> _PASSAGE GIVEN_:
-*-
Did the previous system of judicial appointments work? Did it deliver an exceptionally high calibre of judges? The answer is undoubtedly yes, and the system cost virtually nothing. One issue that has been raised at the Bar for as long as I can remember is diversity, but we are looking at it from the wrong direction in terms of judicial appointments. The key point is to look at it from the point of view of access to the professions, because if the most able and competent people, from all backgrounds, are attracted to them and do well at the Bar, for example, as solicitors or in other, linked professions, they will be appointed to the Bench and, I hope, secure judicial appointments.
At the Bar, for example, which is the part of the profession I know most about, the percentage of ethnic minority students at law school and in paid pupillages is far greater than the percentage of ethnic minorities in the population as a whole. The Bar has reached out to schools throughout the country, and explained to schools and universities what a career at the Bar is all about. My hon. Friend Mr. Heald and I virtually had to pay for our pupillages, but now one has paid pupillages.
I pay tribute to those former chairmen of the Bar Council, Geoffrey Voss and Timothy Dutton, who worked incredibly hard on ensuring that the Bar made sterling efforts to reach out to schools throughout the country, and on widening access to the Bar. That work has been continued by Desmond Browne QC, the current chairman of the Bar Council, and he has stated time and again that he is passionate about the issue and feels strongly that the Bar must ensure that access is widened as much as possible. I am sure that the Minister agrees that, on this issue, the Bar sets a glowing example. Law schools are full of overseas students, students from Commonwealth countries, Dominion countries and people who will undoubtedly go on to great success in their own countries.
I remember that when I was at law school, I had a number of fellow pupils from Commonwealth countries, and they have since gone on to high judicial appointments and, indeed, to high political office. In fact, one contemporary has even gone on to become king of a country.
Does my hon. Friend agree that one great thing about ethnic minority solicitors is that they have been able to set up small firms that cater for the interests and needs of a particular community? One damaging aspect of the Carter review has been the attempt to force all firms to conform to a particular size and way of working. It has impacted, and will impact, badly on many ethnic minority solicitors, who until now have been able to become the senior partner in a firm and move on to judicial office later. Does my hon. Friend agree that the reforms, though well intentioned, may establish a glass ceiling?
I am grateful to my hon. Friend for that observation, because it illustrates the Government's complete lack of joined-up thinking. They have made various changes to legal aid, and, as a result, their absolute obsession with consolidation and "big is best" will drive out of business many small firms, particularly small minority ethnic businesses in city centres. They are often the launch pad for members of the ethnic minorities to go into law. With the loss of that launch pad, those people may not go into the legal profession, and they will not be available to take up judicial appointments later.
Again, may I just say how much I am enjoying this paean of praise to equality and diversity? It is particularly bracing, coming as it does from the Conservative Front Bencher. However, will the hon. Gentleman tell me how it is relevant to the provisions that affect the Judicial Appointments Commission?
The Minister is obviously desperate to join the Chairmen's Panel, whereupon he will be able to control debates in that way. It is up to a Committee's Chairman to say whether I am in order, however, and it is important that we look at the background to the JAC. If we do, we will be able to see whether the clauses make sense.
-*-
> _PROBLEM TO SOLVE_:
Answer these questions from the debate on judicial appointments.
(a) Who is named as the current chairman of the Bar Council?
(b) Which review is said to have tried to force all firms to conform to a particular size and way of working?
(c) What has one of the speaker's law school contemporaries gone on to become?
-*-
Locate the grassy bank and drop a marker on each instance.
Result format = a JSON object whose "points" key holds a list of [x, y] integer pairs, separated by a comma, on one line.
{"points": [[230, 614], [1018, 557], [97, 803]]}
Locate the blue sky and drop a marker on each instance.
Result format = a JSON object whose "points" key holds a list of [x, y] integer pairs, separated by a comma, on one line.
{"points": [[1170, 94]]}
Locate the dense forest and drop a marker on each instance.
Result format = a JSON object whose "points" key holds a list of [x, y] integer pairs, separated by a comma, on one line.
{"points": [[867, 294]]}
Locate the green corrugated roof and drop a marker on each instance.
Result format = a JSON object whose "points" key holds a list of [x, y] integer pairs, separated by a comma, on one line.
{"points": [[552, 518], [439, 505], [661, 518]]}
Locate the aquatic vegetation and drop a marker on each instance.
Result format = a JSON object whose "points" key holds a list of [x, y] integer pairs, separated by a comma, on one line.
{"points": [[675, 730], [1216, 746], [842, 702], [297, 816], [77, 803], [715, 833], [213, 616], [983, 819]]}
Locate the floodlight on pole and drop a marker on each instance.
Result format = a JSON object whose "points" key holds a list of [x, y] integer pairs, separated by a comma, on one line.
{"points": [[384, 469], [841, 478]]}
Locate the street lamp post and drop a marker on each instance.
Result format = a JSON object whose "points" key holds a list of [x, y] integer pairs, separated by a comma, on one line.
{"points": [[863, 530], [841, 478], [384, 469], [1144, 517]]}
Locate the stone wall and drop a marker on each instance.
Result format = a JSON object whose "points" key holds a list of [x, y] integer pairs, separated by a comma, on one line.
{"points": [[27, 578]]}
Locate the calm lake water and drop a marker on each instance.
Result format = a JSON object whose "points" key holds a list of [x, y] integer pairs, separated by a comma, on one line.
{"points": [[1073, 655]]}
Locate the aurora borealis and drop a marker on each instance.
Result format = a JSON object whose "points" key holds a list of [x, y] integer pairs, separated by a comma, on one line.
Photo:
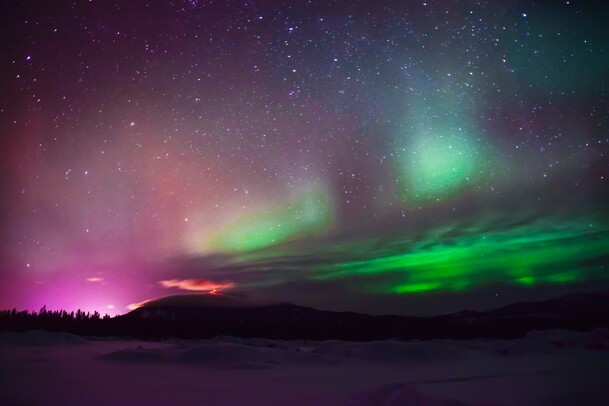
{"points": [[397, 157]]}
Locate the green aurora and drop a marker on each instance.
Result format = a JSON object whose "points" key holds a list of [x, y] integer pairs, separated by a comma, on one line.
{"points": [[543, 252], [306, 214]]}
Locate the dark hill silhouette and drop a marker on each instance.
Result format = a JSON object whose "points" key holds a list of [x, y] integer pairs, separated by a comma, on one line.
{"points": [[205, 315], [210, 315]]}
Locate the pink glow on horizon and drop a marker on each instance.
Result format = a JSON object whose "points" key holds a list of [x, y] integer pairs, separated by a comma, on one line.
{"points": [[198, 285]]}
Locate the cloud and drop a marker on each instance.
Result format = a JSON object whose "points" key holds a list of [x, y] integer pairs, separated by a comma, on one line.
{"points": [[199, 285], [134, 306]]}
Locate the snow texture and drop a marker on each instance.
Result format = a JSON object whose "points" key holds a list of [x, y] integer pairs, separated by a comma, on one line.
{"points": [[545, 368]]}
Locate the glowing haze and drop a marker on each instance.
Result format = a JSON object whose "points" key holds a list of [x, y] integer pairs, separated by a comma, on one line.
{"points": [[389, 157]]}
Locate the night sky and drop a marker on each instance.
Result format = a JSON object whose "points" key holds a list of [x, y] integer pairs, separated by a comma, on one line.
{"points": [[409, 157]]}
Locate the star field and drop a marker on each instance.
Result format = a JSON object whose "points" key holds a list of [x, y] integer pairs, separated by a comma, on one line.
{"points": [[341, 154]]}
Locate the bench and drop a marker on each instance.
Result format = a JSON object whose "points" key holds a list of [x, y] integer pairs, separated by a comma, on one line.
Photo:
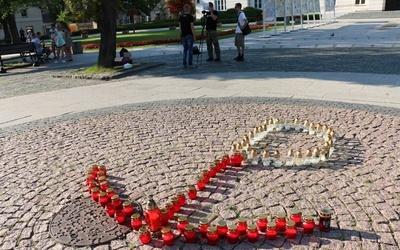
{"points": [[23, 49]]}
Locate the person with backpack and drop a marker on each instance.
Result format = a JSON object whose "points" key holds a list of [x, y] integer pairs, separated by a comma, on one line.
{"points": [[186, 27], [59, 40], [239, 36]]}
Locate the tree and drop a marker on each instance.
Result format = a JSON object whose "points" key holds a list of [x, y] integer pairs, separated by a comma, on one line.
{"points": [[176, 6], [108, 34]]}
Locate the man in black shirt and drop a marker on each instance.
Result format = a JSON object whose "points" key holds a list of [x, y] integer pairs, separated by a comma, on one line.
{"points": [[211, 17], [186, 27]]}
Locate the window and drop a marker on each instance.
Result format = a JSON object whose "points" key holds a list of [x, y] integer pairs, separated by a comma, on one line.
{"points": [[258, 4], [24, 13], [220, 5]]}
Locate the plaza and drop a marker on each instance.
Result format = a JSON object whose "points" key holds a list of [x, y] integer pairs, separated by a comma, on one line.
{"points": [[157, 129]]}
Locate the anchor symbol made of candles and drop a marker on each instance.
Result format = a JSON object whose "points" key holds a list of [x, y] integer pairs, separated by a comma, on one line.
{"points": [[156, 219]]}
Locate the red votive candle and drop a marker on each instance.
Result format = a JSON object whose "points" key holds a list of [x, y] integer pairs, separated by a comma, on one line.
{"points": [[120, 216], [296, 217], [201, 184], [222, 229], [271, 231], [242, 225], [110, 210], [127, 208], [192, 192], [252, 233], [103, 199], [136, 221], [167, 236], [291, 230], [308, 224], [95, 194], [204, 224], [262, 222], [116, 201], [144, 235], [280, 222], [212, 236], [232, 235], [182, 223], [189, 234]]}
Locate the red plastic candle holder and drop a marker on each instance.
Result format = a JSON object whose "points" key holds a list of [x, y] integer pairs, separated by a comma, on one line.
{"points": [[144, 235], [242, 226], [204, 224], [271, 232], [167, 236], [222, 229], [189, 234], [233, 235], [201, 184], [192, 192], [110, 210], [136, 221], [296, 217], [262, 222], [291, 230], [127, 208], [308, 224], [280, 222], [212, 236], [120, 216], [252, 233], [182, 223]]}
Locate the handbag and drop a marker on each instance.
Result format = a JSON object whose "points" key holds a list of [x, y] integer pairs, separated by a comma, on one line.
{"points": [[246, 30]]}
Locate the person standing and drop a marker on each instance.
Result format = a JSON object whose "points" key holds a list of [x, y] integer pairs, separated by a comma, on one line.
{"points": [[52, 32], [186, 27], [239, 37], [211, 33], [22, 35]]}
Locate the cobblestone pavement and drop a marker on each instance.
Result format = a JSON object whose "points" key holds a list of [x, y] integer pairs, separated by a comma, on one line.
{"points": [[158, 148]]}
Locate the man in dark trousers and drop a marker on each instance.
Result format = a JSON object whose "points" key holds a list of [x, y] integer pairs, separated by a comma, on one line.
{"points": [[186, 27], [211, 17]]}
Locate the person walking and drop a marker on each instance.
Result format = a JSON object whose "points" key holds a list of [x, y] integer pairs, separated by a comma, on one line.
{"points": [[239, 37], [186, 27], [211, 17]]}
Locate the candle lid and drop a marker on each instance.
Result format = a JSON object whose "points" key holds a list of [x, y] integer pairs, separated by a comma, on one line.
{"points": [[262, 216], [242, 220], [189, 227], [221, 223], [296, 211], [308, 218], [135, 216], [203, 221], [143, 229], [251, 227], [232, 227], [165, 230], [290, 224], [182, 218], [212, 229]]}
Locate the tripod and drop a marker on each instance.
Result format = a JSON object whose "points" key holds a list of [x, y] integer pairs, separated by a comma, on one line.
{"points": [[201, 42]]}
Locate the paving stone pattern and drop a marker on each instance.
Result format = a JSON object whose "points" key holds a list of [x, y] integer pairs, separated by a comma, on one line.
{"points": [[158, 148]]}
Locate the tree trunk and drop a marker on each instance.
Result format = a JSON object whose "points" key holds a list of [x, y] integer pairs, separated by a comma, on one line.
{"points": [[12, 28], [108, 34]]}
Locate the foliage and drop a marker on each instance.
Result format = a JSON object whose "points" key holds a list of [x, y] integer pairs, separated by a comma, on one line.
{"points": [[176, 6]]}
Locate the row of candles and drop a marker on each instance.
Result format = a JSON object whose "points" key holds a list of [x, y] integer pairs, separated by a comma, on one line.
{"points": [[314, 156], [156, 219]]}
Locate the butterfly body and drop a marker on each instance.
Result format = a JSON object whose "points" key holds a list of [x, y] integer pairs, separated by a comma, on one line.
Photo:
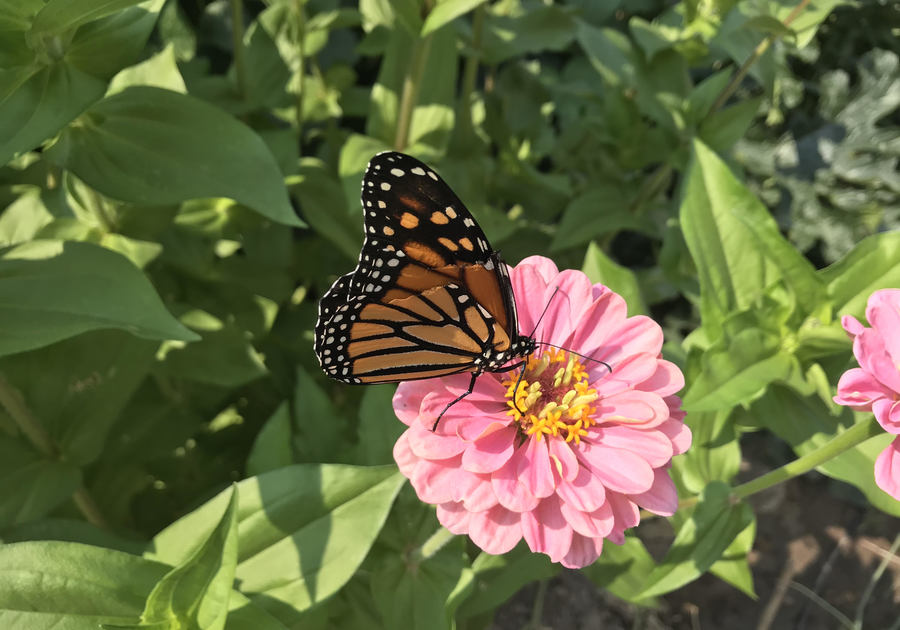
{"points": [[428, 298]]}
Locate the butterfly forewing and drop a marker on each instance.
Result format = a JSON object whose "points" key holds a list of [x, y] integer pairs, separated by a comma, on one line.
{"points": [[429, 297]]}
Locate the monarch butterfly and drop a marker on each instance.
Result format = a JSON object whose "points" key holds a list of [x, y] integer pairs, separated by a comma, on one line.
{"points": [[429, 296]]}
-*-
> _RESPONSE_:
(a) Desmond Browne QC
(b) The Carter review
(c) King of a country